Gib den Abschnitt der Rede gegen Stuttgart 21 wieder, beginnend bei „Was die Straßennamen“ und endend mit „Geschichte, mit Vergangenheit.“, und benenne dabei „Gebäude“ in „Bauwerk“ um.

→ Textblock

········

Bauers Depeschen


Samstag, 30. Oktober 2010, 608. Depesche

AKTUELLES

Hier ist die Rede, die ich an diesem Samstag bei der Demonstration vor dem Bahnhof gegen Stuttgart 21 zum Thema "Kultur" gehalten habe:



Guten Tag, meine Damen und Herren,

ich begrüße Sie auf dem Arnulf-Klett-Platz.

Was die Straßennamen der Umgebung betrifft, sind wir hier im nicht existierenden Bahnhofsviertel in einer historisch und politisch sehr interessanten Gegend. Hier gibt es die Schillerstraße, unweit davon die Ossietzkystraße, die Geschwister-Scholl-Straße, die Willy-Brandt-Straße. Ausgerechnet aber in dieser Umgebung, wo man wenige Straßen eher widerwillig auch Widerstandskämpfern gewidmet hat - ausgerechnet hier hat man ein architektonisch anspruchsvolles Gebäude auf den Namen Hindenburg getauft – und damit Hitlers Wegbereiter ein Denkmal gesetzt.

Dass das Gebäude immer noch so heißt (auch wenn man unlängst das Reklameschild nach Protesten abgeschraubt hat), sagt etwas über die politische Kultur der Stadt. Über ihren Umgang mit Geschichte, mit Vergangenheit.

Ich muss hier und heute keine Position mehr zu Stuttgart 21 beziehen, es bringt keine neuen Erkenntnisse, immer wieder darauf zu verweisen, dass die Atombombe der Gesundheit schadet.

Dass man sogar die Bezeichnung Hindenburg-Schnitte aus Kochbüchern entfernt hat, in Stuttgart der Hindenburgbau aber als Entree für Gäste aus aller Welt steht, das ist kein Zufall. So wenig wie die Tatsache, dass man ohne Rücksicht auf den Denkmalschutz die historisch wichtigen Seitenflügel des Paul-Bonatz-Baus abreißt.

Die Entstehung dieser Architektur, die Motive des Baumeisters werden borniert und großkotzig missachtet. Bonatz hat für Stuttgart ein Stadtzeichen geschaffen, etwas Bleibendes. Und dies zu schützen, ist keine Geschmacksfrage, schon gar nicht, wenn der Geschmack der politischen Herrschaften schlecht ausgebildet ist. In Wahrheit geht es hier um die übliche Landnahme für die Eisenbahn, um ein großes Immobiliengeschäft. - Und nicht etwa um die läppische Herausforderung, schneller von A nach B zu gelangen.

········

→ Datensätze
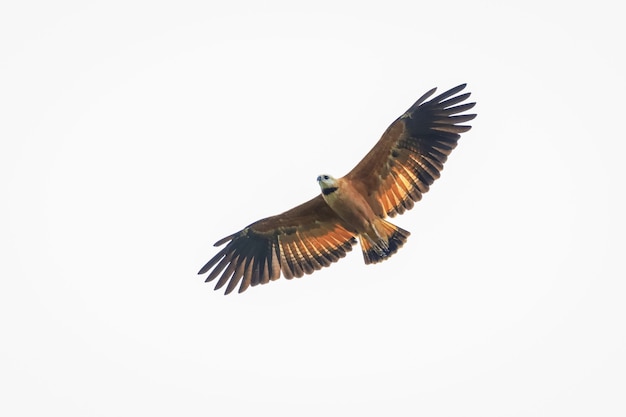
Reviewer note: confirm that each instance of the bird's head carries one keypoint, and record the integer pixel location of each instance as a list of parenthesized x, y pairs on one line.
[(327, 183)]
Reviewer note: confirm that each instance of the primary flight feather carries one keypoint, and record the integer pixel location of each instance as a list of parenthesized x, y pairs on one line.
[(407, 159)]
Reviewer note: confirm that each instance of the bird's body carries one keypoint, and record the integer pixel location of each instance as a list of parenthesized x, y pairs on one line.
[(392, 176), (351, 206)]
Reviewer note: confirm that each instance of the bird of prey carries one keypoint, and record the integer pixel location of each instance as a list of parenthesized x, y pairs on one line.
[(393, 175)]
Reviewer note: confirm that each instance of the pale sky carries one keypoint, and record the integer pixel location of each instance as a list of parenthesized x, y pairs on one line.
[(135, 134)]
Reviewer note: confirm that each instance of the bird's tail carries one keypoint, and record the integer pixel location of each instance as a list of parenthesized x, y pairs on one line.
[(387, 239)]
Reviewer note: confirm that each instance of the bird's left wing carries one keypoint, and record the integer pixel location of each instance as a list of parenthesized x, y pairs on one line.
[(410, 155), (296, 242)]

········

→ Endergebnis
Was die Straßennamen der Umgebung betrifft, sind wir hier im nicht existierenden Bahnhofsviertel in einer historisch und politisch sehr interessanten Gegend. Hier gibt es die Schillerstraße, unweit davon die Ossietzkystraße, die Geschwister-Scholl-Straße, die Willy-Brandt-Straße. Ausgerechnet aber in dieser Umgebung, wo man wenige Straßen eher widerwillig auch Widerstandskämpfern gewidmet hat - ausgerechnet hier hat man ein architektonisch anspruchsvolles Bauwerk auf den Namen Hindenburg getauft – und damit Hitlers Wegbereiter ein Denkmal gesetzt.

Dass das Bauwerk immer noch so heißt (auch wenn man unlängst das Reklameschild nach Protesten abgeschraubt hat), sagt etwas über die politische Kultur der Stadt. Über ihren Umgang mit Geschichte, mit Vergangenheit.